> _Datos de trabajo_:

• • •

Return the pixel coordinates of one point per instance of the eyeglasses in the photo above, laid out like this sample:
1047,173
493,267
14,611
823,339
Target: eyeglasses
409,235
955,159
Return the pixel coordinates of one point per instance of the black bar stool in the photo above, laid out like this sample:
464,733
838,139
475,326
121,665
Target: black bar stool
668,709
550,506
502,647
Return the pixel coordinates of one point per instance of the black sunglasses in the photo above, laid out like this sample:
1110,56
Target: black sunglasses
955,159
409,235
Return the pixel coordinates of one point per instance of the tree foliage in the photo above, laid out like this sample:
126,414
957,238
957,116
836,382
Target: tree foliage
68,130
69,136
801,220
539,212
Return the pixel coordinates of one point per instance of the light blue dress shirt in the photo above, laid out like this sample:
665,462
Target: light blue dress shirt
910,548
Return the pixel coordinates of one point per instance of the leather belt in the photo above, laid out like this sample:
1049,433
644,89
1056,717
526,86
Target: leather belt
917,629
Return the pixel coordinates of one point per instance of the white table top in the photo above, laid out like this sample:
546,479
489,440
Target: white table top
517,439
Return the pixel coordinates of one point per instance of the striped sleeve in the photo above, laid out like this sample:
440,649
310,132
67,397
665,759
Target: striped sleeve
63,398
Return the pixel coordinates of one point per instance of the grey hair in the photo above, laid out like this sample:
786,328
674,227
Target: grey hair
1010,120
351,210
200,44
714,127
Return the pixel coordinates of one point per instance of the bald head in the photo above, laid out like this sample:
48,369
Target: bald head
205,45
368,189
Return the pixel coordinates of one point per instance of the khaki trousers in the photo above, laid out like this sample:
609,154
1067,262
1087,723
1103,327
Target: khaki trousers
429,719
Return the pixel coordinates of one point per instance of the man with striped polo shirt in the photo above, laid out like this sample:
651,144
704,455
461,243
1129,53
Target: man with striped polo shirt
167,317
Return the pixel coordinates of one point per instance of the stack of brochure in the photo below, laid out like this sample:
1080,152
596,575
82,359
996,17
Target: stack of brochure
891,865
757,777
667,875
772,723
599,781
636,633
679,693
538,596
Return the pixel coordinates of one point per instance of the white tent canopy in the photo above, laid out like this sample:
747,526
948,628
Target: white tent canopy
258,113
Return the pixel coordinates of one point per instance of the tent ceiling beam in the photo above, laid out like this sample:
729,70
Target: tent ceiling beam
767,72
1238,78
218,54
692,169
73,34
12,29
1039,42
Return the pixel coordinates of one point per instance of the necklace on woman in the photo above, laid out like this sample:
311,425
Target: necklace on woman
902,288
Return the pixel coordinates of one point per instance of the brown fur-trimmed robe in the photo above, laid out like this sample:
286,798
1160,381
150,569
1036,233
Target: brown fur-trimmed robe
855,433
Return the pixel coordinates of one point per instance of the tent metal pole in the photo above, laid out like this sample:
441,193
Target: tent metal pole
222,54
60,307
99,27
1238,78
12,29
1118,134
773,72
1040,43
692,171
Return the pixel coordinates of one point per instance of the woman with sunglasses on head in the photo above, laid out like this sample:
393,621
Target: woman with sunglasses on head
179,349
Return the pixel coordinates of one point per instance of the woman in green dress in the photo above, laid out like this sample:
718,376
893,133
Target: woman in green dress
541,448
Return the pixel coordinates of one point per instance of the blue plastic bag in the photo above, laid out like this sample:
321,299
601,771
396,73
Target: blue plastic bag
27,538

• • •

> _Instrucciones de la tarea_: ¿Puedes poner en una lista numerada las líneas del material de arriba que van desde la que contiene "of the necklace" hasta el final, ambos extremos incluidos? Omite las líneas en blanco.

> _Resultado del ejercicio_:
1. Return the pixel coordinates of one point per instance of the necklace on woman in the photo above, laid out like this sample:
2. 311,425
3. Target: necklace on woman
4. 902,288
5. Return the pixel coordinates of one point per instance of the brown fur-trimmed robe in the photo above, laid out like this sample:
6. 286,798
7. 1160,381
8. 150,569
9. 1036,233
10. Target: brown fur-trimmed robe
11. 855,433
12. Return the pixel coordinates of one point per instance of the tent metal pole in the photo above, laid out like this sample:
13. 441,193
14. Target: tent metal pole
15. 222,54
16. 60,307
17. 99,27
18. 1238,78
19. 12,29
20. 1118,134
21. 773,72
22. 1040,43
23. 692,171
24. Return the pixel coordinates of one point per instance of the woman with sunglasses on head in the photo above, laid out like this sample:
25. 393,621
26. Target: woman with sunglasses on head
27. 179,349
28. Return the pixel coordinates of one point per instance of the woman in green dress in the photo above, laid out like this sample:
29. 718,376
30. 893,133
31. Target: woman in green dress
32. 541,448
33. Return the pixel coordinates of one point per instance of the blue plastic bag in the photo above, laid out like this sample:
34. 321,299
35. 601,771
36. 396,73
37. Target: blue plastic bag
38. 27,538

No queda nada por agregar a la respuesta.